- **Task instructions**:
Every line below should be repeated exactly as written.

- **Information provided**:
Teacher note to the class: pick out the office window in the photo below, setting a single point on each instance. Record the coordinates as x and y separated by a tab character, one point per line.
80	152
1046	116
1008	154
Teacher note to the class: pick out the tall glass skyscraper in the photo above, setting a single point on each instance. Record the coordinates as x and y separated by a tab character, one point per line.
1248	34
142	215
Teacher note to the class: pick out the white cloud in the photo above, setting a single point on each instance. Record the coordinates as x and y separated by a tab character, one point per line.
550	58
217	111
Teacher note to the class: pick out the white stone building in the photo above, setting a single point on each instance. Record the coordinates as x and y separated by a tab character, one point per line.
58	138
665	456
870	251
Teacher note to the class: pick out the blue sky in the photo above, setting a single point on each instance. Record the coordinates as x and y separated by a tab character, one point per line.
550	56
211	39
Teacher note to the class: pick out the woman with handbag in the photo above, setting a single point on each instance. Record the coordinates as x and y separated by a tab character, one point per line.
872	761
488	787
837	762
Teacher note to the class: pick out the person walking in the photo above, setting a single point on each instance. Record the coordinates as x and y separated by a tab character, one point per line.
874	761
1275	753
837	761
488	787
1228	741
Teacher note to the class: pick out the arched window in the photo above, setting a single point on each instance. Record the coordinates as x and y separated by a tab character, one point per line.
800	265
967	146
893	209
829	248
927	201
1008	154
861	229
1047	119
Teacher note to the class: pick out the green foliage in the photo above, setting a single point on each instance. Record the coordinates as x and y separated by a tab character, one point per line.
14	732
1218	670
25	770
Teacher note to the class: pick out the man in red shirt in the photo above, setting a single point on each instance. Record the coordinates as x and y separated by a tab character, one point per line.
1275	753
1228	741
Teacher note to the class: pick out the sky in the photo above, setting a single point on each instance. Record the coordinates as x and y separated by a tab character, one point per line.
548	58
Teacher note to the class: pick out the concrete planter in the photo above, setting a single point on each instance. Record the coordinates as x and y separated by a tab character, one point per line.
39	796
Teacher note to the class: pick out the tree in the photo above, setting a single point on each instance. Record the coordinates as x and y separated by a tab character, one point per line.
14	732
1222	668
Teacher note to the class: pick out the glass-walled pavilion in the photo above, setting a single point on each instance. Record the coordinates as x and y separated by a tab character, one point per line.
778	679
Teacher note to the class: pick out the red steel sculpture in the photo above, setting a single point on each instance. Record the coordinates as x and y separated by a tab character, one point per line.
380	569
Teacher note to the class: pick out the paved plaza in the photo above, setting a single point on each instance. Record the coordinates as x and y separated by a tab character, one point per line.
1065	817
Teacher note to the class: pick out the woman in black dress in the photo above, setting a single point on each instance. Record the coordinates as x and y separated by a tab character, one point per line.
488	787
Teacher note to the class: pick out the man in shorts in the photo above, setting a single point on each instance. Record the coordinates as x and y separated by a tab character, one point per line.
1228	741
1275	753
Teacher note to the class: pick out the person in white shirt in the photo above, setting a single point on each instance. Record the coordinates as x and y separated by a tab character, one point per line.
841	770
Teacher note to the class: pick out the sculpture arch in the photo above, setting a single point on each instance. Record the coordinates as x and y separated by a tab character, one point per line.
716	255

- **Result of this task**:
Teacher note to the class: pick out the office window in the photo below, setting a single point on each instance. Record the coordinates as x and y separated by a tab character, one point per line.
80	152
1046	116
1008	154
Teacher note to the class: pick out the tall glass skyscraper in the photo above, setting a single point on each instance. Record the coordinates as x and y separated by a tab character, one point per line.
1248	34
142	215
Teacher note to the class: pick out the white cloud in the photo above, setting a single point on each instance. Record the coordinates as x and y separated by a tab character, one point per line.
550	58
217	111
Teacher note to the class: pick out the white stone building in the photo above, setting a single point on each instance. Record the coordinates as x and y separated by a tab character, one point per line.
58	138
665	456
870	251
Teacher note to the class: pick out the blue sky in the photo above, setting a single point on each instance. Record the coordinates as x and y separated by a tab character, one point per line.
550	56
211	39
Teacher note to the class: pick out the woman with handbag in the photo above, setting a single point on each instance. Record the coordinates as x and y separated by a tab character, one point per line.
872	761
488	787
837	762
Teacher note to the class: pick out the person walking in the photo above, setting a single point on each instance. Record the coordinates as x and y separated by a tab character, one point per line.
874	761
1275	753
837	761
488	787
1228	741
Teacher note to the class: pick out the arched window in the photo above, setting a single point on each instance. Record the coordinates as x and y separated by a tab character, one point per line.
800	265
967	146
893	209
829	248
927	201
1008	154
861	229
1047	119
Teacher note to the class: pick out the green foliage in the photo above, setting a single point on each instance. Record the coordinates as x and y separated by a tab character, one point per line.
14	732
1218	670
25	770
Teacher note to the class: pick out the man in red shirt in the photo above, setting a single point on each instance. Record the coordinates as x and y separated by a tab character, one point per line.
1275	753
1228	741
Teacher note to the class: pick out the sky in the photo above, setting a single point on each instance. Record the coordinates as x and y separated by a tab character, one point per line.
548	58
Teacher note to the class: pick out the concrete planter in the photo above, setting a single point on each instance. Record the coordinates as x and y separated by a tab character, one point per line.
39	796
Teacher note to the class: pick out the tree in the photo above, setting a single point on each instance. Record the coordinates as x and y separated by a tab character, one point per line.
14	732
1222	668
Teacher note to the class: pick out the glass-walled pavilion in the photo above, setting a single point on each instance. Record the coordinates as x and y separated by a tab character, one point per line.
778	679
Teacher note to the class: pick out the red steel sculpture in the photo above, setting a single point on each instance. Record the coordinates as x and y separated by a tab character, one point per line.
380	569
Teacher note to the class: pick out the paved plaza in the photo above, setting a single point on each instance. Record the coordinates as x and y separated by a tab character, one point per line.
1065	817
Teacher note to the class: pick out the woman in black dress in the photo above, setting a single point on each instance. Record the coordinates as x and y separated by a tab character, one point per line.
488	787
Teacher note to the class: pick out the man in shorts in the photo above, setting a single point on each instance. Record the coordinates as x and y separated by a tab character, one point per line.
1228	741
1275	753
Teacher note to the class: pick out the person in white shirt in the photo above, setting a single point on each instance. Record the coordinates as x and y separated by a tab character, one point per line.
841	770
Teacher note to the class: pick out the sculpture arch in the photo above, setting a single point on each instance. Record the coordinates as x and y separated by a tab character, one point per line.
716	255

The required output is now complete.